• **RECORDS SUPPLIED**:

* begin *

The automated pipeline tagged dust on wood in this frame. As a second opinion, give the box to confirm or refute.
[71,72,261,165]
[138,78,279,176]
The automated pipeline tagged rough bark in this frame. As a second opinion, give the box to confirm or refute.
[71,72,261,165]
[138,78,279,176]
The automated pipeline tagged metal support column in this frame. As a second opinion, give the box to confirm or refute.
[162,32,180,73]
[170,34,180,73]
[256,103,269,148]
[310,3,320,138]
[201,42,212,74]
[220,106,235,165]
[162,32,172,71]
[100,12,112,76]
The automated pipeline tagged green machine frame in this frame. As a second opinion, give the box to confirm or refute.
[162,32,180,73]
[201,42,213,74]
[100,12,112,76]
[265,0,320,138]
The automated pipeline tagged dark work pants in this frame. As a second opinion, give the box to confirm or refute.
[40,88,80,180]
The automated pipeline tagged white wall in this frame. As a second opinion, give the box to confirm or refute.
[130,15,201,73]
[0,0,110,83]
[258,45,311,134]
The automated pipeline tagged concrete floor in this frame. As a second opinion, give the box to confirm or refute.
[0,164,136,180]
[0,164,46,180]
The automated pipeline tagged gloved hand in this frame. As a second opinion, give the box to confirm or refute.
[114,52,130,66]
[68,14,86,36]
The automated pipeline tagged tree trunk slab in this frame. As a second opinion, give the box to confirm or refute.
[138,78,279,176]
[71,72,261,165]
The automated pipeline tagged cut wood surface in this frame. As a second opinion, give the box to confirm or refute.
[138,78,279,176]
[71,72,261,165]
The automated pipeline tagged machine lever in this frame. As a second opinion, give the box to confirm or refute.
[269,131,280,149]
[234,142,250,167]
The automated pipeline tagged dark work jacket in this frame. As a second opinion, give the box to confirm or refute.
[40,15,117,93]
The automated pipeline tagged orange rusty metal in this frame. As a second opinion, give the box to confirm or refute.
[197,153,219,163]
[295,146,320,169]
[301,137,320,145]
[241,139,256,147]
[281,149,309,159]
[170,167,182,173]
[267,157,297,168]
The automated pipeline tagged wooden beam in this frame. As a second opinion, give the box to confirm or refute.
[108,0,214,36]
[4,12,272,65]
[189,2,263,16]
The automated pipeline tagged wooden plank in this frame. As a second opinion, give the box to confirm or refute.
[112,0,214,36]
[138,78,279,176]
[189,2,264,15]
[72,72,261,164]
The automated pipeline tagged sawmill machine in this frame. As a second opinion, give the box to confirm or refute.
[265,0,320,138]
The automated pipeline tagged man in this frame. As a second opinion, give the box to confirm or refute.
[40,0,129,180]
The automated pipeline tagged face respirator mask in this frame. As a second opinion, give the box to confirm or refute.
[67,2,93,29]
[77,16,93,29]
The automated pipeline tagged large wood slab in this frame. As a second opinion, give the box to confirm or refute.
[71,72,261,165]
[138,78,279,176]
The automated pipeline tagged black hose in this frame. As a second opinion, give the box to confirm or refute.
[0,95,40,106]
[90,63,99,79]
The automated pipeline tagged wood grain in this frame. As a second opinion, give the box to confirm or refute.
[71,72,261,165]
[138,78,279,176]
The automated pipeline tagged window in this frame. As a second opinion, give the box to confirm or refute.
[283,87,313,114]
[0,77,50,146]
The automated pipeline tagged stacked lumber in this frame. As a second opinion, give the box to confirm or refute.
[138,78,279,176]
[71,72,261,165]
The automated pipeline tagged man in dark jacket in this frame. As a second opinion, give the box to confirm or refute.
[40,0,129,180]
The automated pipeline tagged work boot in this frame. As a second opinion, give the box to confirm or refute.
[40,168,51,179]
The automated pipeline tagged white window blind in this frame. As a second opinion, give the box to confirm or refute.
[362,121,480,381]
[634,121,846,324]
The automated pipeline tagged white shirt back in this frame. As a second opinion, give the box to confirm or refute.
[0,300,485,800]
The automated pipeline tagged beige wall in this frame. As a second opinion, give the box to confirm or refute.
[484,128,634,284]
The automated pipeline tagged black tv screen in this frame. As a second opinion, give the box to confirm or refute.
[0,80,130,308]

* end *

• **WHAT TO WORK ON**:
Extract, unchanged, the closing run of lines that opens with the line containing "The automated pipeline tagged work" and ends with the last line.

• **SOLVED EXERCISE**:
The automated pipeline tagged work boot in this frame. As a second opinion, give the box to confirm or refute.
[40,168,51,179]
The automated pipeline tagged white window blind in this frame. As a second opinion, give the box to confirm or refute.
[362,121,480,381]
[634,121,846,324]
The automated pipeline tagged white shirt back in this frame. As a second opinion, give the box to confirm or refute.
[0,300,485,800]
The automated pipeline tagged beige wall in this frame. As a second opinion, give the box to confirm or refute.
[484,128,634,284]
The automated pipeline tagged black tv screen in this frame. As a second opinion, give the box to confirm or refute.
[0,80,130,308]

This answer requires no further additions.